Tasks for this exercise:
(a) From the essay on country music anthems, extract everything from "I’m not saying" down to "or the highway.".
(b) In the essay on country music anthems, what city is Jason Aldean said to hail from?
(c) Name every kind of worker that the essay on country music anthems says Alabama's song celebrated.

Growing up in a small town, I know what this song is about. It sings to a younger me.

It says, if you’re from out of town, you look differently, you talk differently, or if you have a Bernie Sanders sticker on your Prius, you probably oughta leave town.

I’m not saying we’ll become violent. I’m just saying we’re suspicious of you and we will amass a group of good-ole-boys to escort you out of town, walking or otherwise, if we get the impression you’re here to do anything we disagree with. If we’re drinking beers, we may go ahead and assume you came here looking for trouble.

Either way, its our way or the highway.

The irony of this song is that it is entirely based on a trope. A city boy can make a lot of money singing about small towns and rural values, which has resulted in an endless stream of urban cowboys headed to Nashville with their fancy guitars.

Jason Aldean hails from Macon, Georgia, a metropolitan area with a quarter of a million people that abuts the Atlanta metropolitan area.

Jason Aldean wouldn’t know living in a small town if it bit him. Yet he makes a killing telling us all what you can or can’t do in a small town.

Oliver Anthony’s “Rich Men North of Richmond” has gone viral, with millions of streams nationwide.
Oliver Anthony’s “Rich Men North of Richmond” has gone viral, with millions of streams nationwide. Billboard.com

Who benefits?

Another song hit the mainstream last week is of a much different nature. “Rich Men North of Richmond” by Oliver Anthony is soulful and haunting.

Like a Townes Van Zandt song, the vocal emotionality alone has captured me and influenced my mood. Anthony’s anger at rich politicians and his yearning for a simple past is not just heard, but felt.

But, once again, the song falls prey to dangerous tropes and ultimately benefits those rich men north of Richmond.

While expressing anger at the rich, Anthony draws his crosshairs on the obese poor person living in a food desert.

Lamenting the plight of miners, he recycles the old creeds that work will set us free and all taxes are evil.

This anthem is exactly what the rich need.

Coal barons benefit when the poor clamor for exploitative and dangerous jobs in the mines.

The rich benefit when the poor blindly fight against a progressive tax system.

The rich benefit when poor people blame other poor people for all of their problems.

The rich benefit when poor support policies hurt poor people.

So many country anthems either explicitly or implicitly help perpetuate this value system. Country music tells you that, if you work hard, live a simple life, and the taxman leaves you alone, you’ll live a long, happy, fruitful life.

This is quite simply short-sighted and untrue in America. It has never been true in America.

Hello Kansas farmer

My mom used to love listening to the band Alabama.

In the 1980s, Alabama sang, “Hello Kansas wheat field farmer, let me thank you for your time. You work a 40-hour week for a livin’ just to send it on down the line”.

Alabama’s song celebrated the auto workers, steel mill workers, and truck drivers as well. The song still makes me want to pick up a hammer, go get dirty, and work up a sweat.

But Alabama, while celebrating the American blue collar worker, left out a critical bit. No blue collar worker in America has ever made a fair living wage working 40 hour weeks unless they were unionized or regulated by the government.

We need a new country anthem that actually advocates for the working class in a meaningful way:

An anthem that calls out billionaires and politicians but doesn’t turn around and attack other poor people.

A country anthem that sings of a world where billionaires pay more taxes.

A country song about a place where people are polite and humble both on the inside and outside.

A song where people genuinely love other people even when they look or talk differently.

We need a simple, heartful song about a world where every person can get a healthy, nutritious meal — a country anthem like Woody Guthrie would have sung.

Eric McCammond was born and raised in Ness County, Kansas. He is a 24-year-veteran of the U.S. Air Force and currently works in aviation in Las Vegas.

Material supplied:

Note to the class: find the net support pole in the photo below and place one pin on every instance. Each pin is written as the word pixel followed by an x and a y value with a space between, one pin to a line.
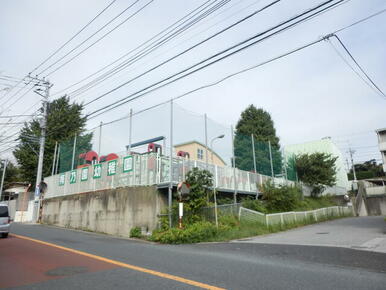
pixel 54 159
pixel 130 130
pixel 254 153
pixel 73 154
pixel 206 141
pixel 57 160
pixel 100 140
pixel 271 161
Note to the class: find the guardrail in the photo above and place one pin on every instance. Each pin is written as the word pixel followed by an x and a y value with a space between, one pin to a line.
pixel 293 216
pixel 148 169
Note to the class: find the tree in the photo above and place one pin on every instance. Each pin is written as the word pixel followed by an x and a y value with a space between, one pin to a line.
pixel 64 121
pixel 316 170
pixel 12 174
pixel 367 169
pixel 200 182
pixel 259 123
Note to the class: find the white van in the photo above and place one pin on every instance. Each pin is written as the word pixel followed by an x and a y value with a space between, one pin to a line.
pixel 5 220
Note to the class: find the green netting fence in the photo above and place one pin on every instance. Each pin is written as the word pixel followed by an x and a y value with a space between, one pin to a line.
pixel 69 151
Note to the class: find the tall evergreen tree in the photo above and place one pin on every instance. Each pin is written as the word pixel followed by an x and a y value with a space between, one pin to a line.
pixel 259 123
pixel 64 121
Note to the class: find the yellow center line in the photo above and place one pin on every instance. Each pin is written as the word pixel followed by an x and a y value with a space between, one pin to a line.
pixel 124 265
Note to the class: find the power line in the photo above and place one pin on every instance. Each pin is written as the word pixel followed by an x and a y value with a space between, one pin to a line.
pixel 361 20
pixel 123 56
pixel 188 71
pixel 95 42
pixel 358 65
pixel 148 49
pixel 219 81
pixel 352 68
pixel 240 72
pixel 75 35
pixel 15 116
pixel 188 49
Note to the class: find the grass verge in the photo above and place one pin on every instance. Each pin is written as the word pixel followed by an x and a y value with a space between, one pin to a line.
pixel 230 228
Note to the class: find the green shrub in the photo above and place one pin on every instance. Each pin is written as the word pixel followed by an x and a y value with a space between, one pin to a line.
pixel 135 232
pixel 311 203
pixel 282 198
pixel 254 204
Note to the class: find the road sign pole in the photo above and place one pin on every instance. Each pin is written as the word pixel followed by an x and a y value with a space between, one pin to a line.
pixel 2 178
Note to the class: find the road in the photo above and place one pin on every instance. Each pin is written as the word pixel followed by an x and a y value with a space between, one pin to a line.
pixel 67 259
pixel 366 233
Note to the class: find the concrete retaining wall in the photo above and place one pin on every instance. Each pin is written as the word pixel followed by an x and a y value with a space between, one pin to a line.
pixel 376 205
pixel 113 211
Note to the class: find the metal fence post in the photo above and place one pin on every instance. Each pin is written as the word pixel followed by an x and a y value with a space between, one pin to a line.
pixel 170 166
pixel 271 161
pixel 254 153
pixel 234 165
pixel 206 141
pixel 57 160
pixel 73 154
pixel 54 159
pixel 100 140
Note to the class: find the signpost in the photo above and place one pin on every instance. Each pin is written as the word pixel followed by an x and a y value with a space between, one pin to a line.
pixel 84 174
pixel 97 171
pixel 183 190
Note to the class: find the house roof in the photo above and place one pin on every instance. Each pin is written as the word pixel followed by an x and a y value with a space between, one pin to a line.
pixel 203 145
pixel 380 130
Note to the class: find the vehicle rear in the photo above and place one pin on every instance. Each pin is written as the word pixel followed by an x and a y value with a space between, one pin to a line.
pixel 5 220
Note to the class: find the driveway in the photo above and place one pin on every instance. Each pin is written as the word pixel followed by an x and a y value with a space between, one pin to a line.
pixel 363 233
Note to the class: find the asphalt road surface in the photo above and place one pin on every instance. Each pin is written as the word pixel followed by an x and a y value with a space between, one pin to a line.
pixel 42 257
pixel 366 233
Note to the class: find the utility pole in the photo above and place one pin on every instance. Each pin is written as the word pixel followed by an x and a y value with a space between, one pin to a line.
pixel 234 165
pixel 54 159
pixel 2 178
pixel 206 142
pixel 170 189
pixel 42 142
pixel 351 151
pixel 131 129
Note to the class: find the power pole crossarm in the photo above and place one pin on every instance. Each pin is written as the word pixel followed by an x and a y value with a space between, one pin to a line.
pixel 43 126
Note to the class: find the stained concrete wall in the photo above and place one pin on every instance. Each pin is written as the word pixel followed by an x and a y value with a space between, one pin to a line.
pixel 113 211
pixel 376 205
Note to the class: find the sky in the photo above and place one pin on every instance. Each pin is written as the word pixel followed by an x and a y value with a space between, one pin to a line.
pixel 310 95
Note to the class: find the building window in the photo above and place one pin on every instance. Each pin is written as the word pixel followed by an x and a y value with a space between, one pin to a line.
pixel 200 154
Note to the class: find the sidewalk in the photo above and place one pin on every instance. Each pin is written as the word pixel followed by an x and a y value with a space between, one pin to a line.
pixel 362 233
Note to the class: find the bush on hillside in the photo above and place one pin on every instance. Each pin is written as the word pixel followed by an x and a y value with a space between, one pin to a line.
pixel 254 204
pixel 282 198
pixel 135 232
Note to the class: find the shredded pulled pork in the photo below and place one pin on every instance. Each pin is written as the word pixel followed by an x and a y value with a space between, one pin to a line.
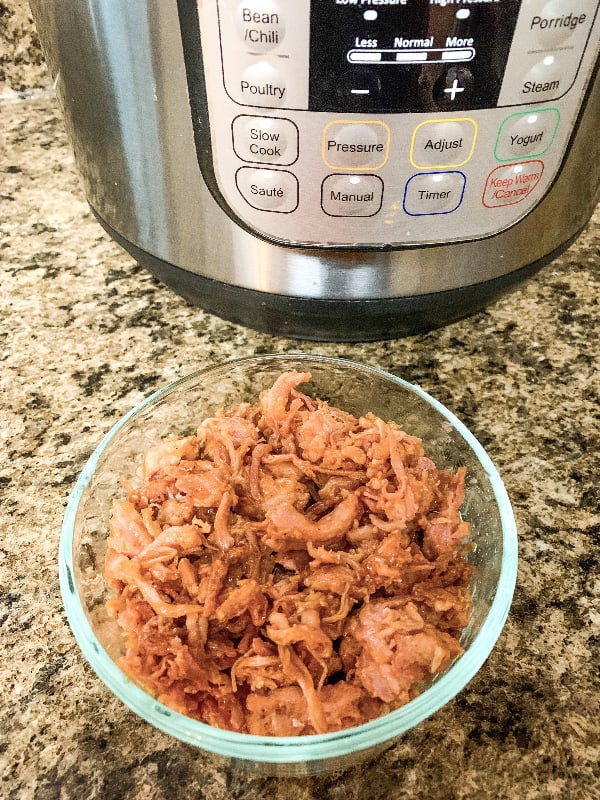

Exercise answers:
(a)
I’m not saying we’ll become violent. I’m just saying we’re suspicious of you and we will amass a group of good-ole-boys to escort you out of town, walking or otherwise, if we get the impression you’re here to do anything we disagree with. If we’re drinking beers, we may go ahead and assume you came here looking for trouble.

Either way, its our way or the highway.

(b) Macon, Georgia

(c) Kansas wheat field farmers, auto workers, steel mill workers, truck drivers